■ BRIEF ■
Reproduce the records from their start up to and including the line that contains "[[0,31],[256,37],[255,5],[255,0],[0,0]]", swapping "Give the mask" for "Return the mask" and keeping everything else unchanged. Leave the pictures out of your answer.

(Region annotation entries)

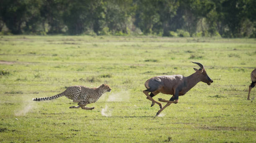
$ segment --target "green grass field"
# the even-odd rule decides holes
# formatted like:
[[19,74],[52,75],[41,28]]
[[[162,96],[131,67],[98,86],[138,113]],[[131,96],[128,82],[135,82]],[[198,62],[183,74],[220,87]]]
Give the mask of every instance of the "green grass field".
[[[256,57],[253,39],[2,36],[0,142],[255,142],[256,88],[246,99]],[[154,118],[159,106],[150,107],[145,81],[189,76],[199,68],[190,61],[214,82],[199,83]],[[112,91],[91,111],[69,108],[76,104],[65,97],[32,101],[103,83]]]

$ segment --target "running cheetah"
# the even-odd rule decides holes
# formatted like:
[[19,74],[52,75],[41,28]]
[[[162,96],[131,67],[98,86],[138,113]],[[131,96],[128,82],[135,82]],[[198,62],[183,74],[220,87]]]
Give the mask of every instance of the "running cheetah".
[[78,106],[72,106],[69,108],[78,108],[81,107],[83,109],[92,110],[93,107],[87,107],[85,106],[97,101],[105,93],[111,91],[110,87],[103,84],[97,88],[89,88],[82,86],[73,86],[68,87],[64,92],[48,97],[33,99],[37,101],[52,100],[64,96],[67,98],[73,100],[73,102],[78,102]]

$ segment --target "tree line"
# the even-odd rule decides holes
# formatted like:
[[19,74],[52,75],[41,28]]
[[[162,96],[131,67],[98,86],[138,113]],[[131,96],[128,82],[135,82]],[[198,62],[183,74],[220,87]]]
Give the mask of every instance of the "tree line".
[[0,31],[256,37],[255,5],[255,0],[0,0]]

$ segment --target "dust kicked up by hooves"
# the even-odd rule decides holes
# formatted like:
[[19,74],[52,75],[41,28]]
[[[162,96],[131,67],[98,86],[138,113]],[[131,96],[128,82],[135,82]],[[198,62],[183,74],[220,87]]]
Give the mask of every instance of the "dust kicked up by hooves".
[[[29,112],[35,107],[34,104],[31,102],[26,102],[27,105],[24,105],[23,107],[21,107],[19,110],[16,111],[14,113],[14,115],[16,116],[26,116],[27,113]],[[24,103],[24,104],[25,104]]]
[[108,108],[108,106],[105,106],[105,108],[101,109],[100,113],[102,116],[106,117],[111,117],[112,115],[112,111]]
[[[112,94],[109,95],[107,102],[121,102],[127,101],[129,99],[129,93],[127,91],[121,91],[121,92]],[[112,116],[112,109],[110,109],[105,105],[105,108],[102,108],[100,113],[102,116],[106,117],[110,117]]]

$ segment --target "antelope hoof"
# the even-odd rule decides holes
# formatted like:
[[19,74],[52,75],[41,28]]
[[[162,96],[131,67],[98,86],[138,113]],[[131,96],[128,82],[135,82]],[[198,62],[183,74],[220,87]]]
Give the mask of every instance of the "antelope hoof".
[[162,104],[161,104],[159,106],[160,108],[160,109],[162,108],[163,107],[163,106],[162,105]]
[[152,102],[152,104],[151,104],[151,106],[150,107],[152,107],[155,105],[155,102]]
[[163,102],[163,99],[158,99],[158,101],[159,101]]
[[154,118],[157,117],[159,115],[159,112],[157,112],[157,113],[156,113],[156,115]]

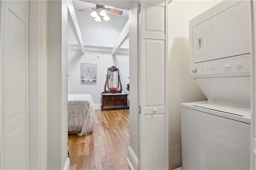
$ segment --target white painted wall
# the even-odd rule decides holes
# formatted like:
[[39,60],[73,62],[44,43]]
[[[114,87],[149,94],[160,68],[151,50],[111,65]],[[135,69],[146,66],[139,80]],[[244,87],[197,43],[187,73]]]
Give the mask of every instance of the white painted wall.
[[67,6],[48,4],[47,169],[63,169],[68,160]]
[[[138,125],[138,39],[137,2],[134,2],[129,11],[130,23],[129,36],[130,63],[130,144],[129,146],[134,152],[136,157],[139,158],[139,125]],[[138,162],[136,158],[132,154],[128,153],[128,158],[134,168],[137,169]],[[131,157],[129,154],[130,154]],[[133,163],[133,162],[134,162]]]
[[[75,2],[74,3],[74,6],[76,6]],[[129,81],[127,77],[129,76],[129,55],[117,53],[112,56],[110,52],[101,51],[100,47],[113,46],[128,17],[126,15],[111,14],[109,21],[98,22],[91,16],[91,11],[80,12],[78,11],[78,8],[75,8],[75,11],[84,43],[85,45],[99,46],[100,51],[86,50],[83,54],[79,51],[68,50],[68,94],[90,94],[96,108],[100,108],[100,93],[104,91],[106,75],[108,67],[114,65],[119,69],[122,89],[125,90],[125,92],[128,93],[126,87]],[[127,12],[125,11],[124,12]],[[68,43],[77,44],[72,30],[68,25]],[[126,40],[121,47],[128,48],[128,43],[129,40]],[[81,84],[81,63],[97,64],[97,84]]]
[[207,99],[189,73],[188,22],[220,1],[172,0],[168,5],[169,169],[182,165],[180,104]]
[[[108,67],[114,65],[119,69],[121,83],[124,92],[129,83],[129,55],[116,54],[112,56],[111,52],[103,53],[96,51],[85,51],[82,54],[80,50],[68,50],[68,91],[69,94],[90,94],[95,104],[101,103],[100,93],[104,91],[104,86]],[[81,84],[81,63],[97,64],[97,84]],[[100,107],[99,107],[100,108]]]

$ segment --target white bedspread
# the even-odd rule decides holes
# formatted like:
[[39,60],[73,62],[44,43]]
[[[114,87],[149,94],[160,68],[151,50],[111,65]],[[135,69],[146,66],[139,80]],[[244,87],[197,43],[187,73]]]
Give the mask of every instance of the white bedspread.
[[92,130],[94,106],[91,95],[68,95],[68,131],[80,131],[79,136],[89,134]]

■ CORRECT OUTPUT ■
$ segment --target "green grass field"
# the even-odd rule decides holes
# formatted like:
[[19,74],[52,75],[41,28]]
[[[162,96],[131,67],[98,86],[138,113]],[[131,96],[128,82],[135,82]],[[198,62],[183,74],[220,87]]]
Return the mask of every instance of the "green grass field".
[[[256,57],[253,39],[2,36],[0,142],[255,142],[256,88],[246,99]],[[154,118],[159,106],[150,107],[145,81],[189,76],[199,68],[190,61],[214,82],[199,83]],[[112,91],[91,111],[69,108],[76,104],[65,97],[32,101],[103,83]]]

$ segment --target "running cheetah"
# the even-odd rule decides holes
# formatted like:
[[19,74],[52,75],[41,28]]
[[[162,96],[131,67],[98,86],[138,113]],[[131,96],[128,82],[135,82]],[[198,62],[183,74],[220,87]]]
Return the mask of every instance of the "running cheetah".
[[78,106],[72,106],[69,108],[78,108],[81,107],[83,109],[92,110],[93,107],[87,107],[85,106],[97,101],[105,93],[111,91],[110,87],[103,84],[97,88],[89,88],[82,86],[73,86],[68,87],[64,92],[48,97],[33,99],[37,101],[52,100],[64,96],[67,98],[73,100],[73,102],[78,102]]

$ segment --target "tree line"
# the even-odd rule decides holes
# formatted like:
[[19,74],[52,75],[41,28]]
[[[162,96],[131,67],[98,86],[138,113]],[[131,96],[128,82],[135,82]],[[198,62],[183,74],[220,87]]]
Return the mask of every instance of the "tree line".
[[0,31],[256,37],[255,5],[255,0],[0,0]]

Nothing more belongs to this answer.